Task directions –
In the greenhouse passage, what drawbacks of the old high-pressure sodium lights does Hagen name?

Passage –

■ ■ ■ ■

Greenhouse Supervisor Randall Hagen and Manager of Energy and Sustainability Martha Larson have been looking to replace the greenhouse’s previous 1000-Watt high-pressure sodium lights for over a year.
“They used an enormous amount of electricity,” Hagen said. “They were hardwired in large groups, so you either had the whole group on or the whole group off. And they had a short lifespan, so they would break down, and there was a lot of maintenance involved.”
The renovation of Hulings Hall and its integration with Evelyn Anderson Hall provided the ideal opportunity to replace them, especially as the greenhouse was also being updated to accommodate the new geothermal heating system.
After an extensive search, Hagen and Larson settled on Heliospectra’s ELIXIA adjustable spectrum horticulture LED lights, which are much more energy efficient and long lasting. They save 40-60% of the old lights’ energy costs and ensure that the science building renovation has a net-zero energy growth. In other words, even though the square footage of science facilities has increased, their energy usage hasn’t—in large part thanks to the greenhouse.

■ ■ ■ ■

Source data –
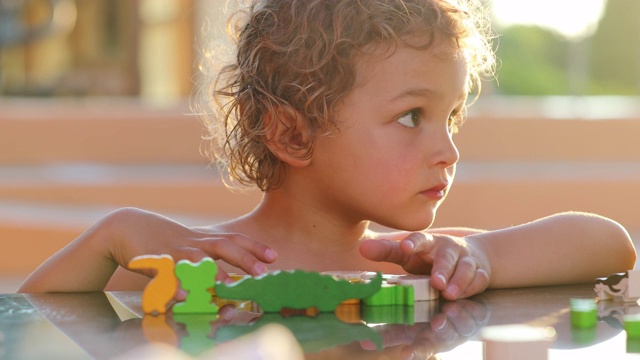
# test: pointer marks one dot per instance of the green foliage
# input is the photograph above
(535, 61)
(532, 62)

■ ■ ■ ■

Written solution –
- They used an enormous amount of electricity.
- They were hardwired in large groups, so a whole group was either all on or all off.
- They had a short lifespan and would break down.
- They required a lot of maintenance.